*Exercise passage*.
Depicting the “Eastern” Polish Look (NL Embassy in PL)

This time of year, many of us have a nativity scene in our homes. They commonly include the Three Kings, also known as Wise Men or Magi, who came to honour Christ after his birth. These Kings are often dressed in long oriental robes and turbans. What is less commonly known, is that such a look in the previous centuries was sometimes associated with Polish dress. This can be exemplified by a gable stone showing a ‘Pool’, which is dated 1688, and which adorns a building on the Kerkstraat 322 in Amsterdam.

During the sixteenth century, Polish male fashion became increasingly influenced by Persian and Ottoman examples, leading Polish noblemen to wear colourful leather boots with heels, a kontusz (a coat or outer kaftan), a ferezja or delia (different types of cloaks), worn over a long-sleeved żupan (a tunic), and a kołpak (a hat often embellished with fur and feathers). Dutch artists and artisans subsequently produced multiple images of ‘typical’ Polish nobles, for example in books, on maps, and… on gable stones. To Dutch eyes, however, Polish dress differed very little – if at all – from other Eastern fashion: Polish figures were also used to represent Hungarians, for example. Similarly, Polish figures were sometimes indistinguishable from Ottomans.

*Job*.
In the passage on Polish dress, what year is the gable stone on the Kerkstraat in Amsterdam dated? The material that comes next plays no part in this.

*Dataset content*.
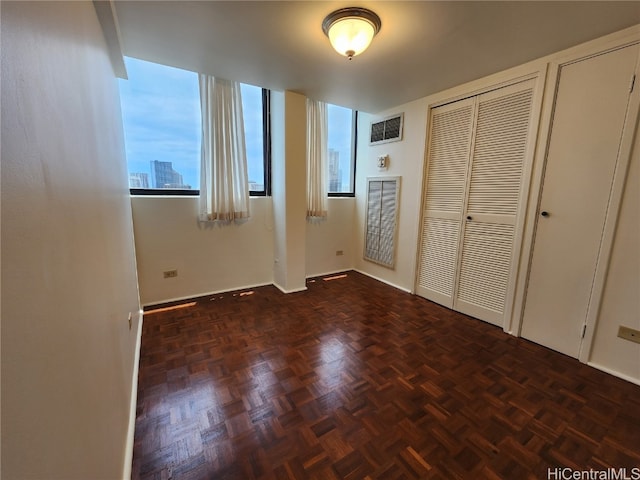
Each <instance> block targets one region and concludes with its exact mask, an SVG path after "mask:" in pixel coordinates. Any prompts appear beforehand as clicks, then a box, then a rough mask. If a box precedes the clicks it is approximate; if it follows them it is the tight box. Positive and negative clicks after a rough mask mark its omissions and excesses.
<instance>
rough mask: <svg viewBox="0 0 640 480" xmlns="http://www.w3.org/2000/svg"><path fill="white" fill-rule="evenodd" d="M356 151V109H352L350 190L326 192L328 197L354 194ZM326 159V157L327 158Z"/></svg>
mask: <svg viewBox="0 0 640 480" xmlns="http://www.w3.org/2000/svg"><path fill="white" fill-rule="evenodd" d="M357 153H358V111H357V110H353V117H352V120H351V159H352V170H353V176H352V178H351V191H350V192H327V197H329V198H341V197H342V198H349V197H355V196H356V158H357V157H356V155H357ZM327 161H328V158H327Z"/></svg>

*Response box*.
1688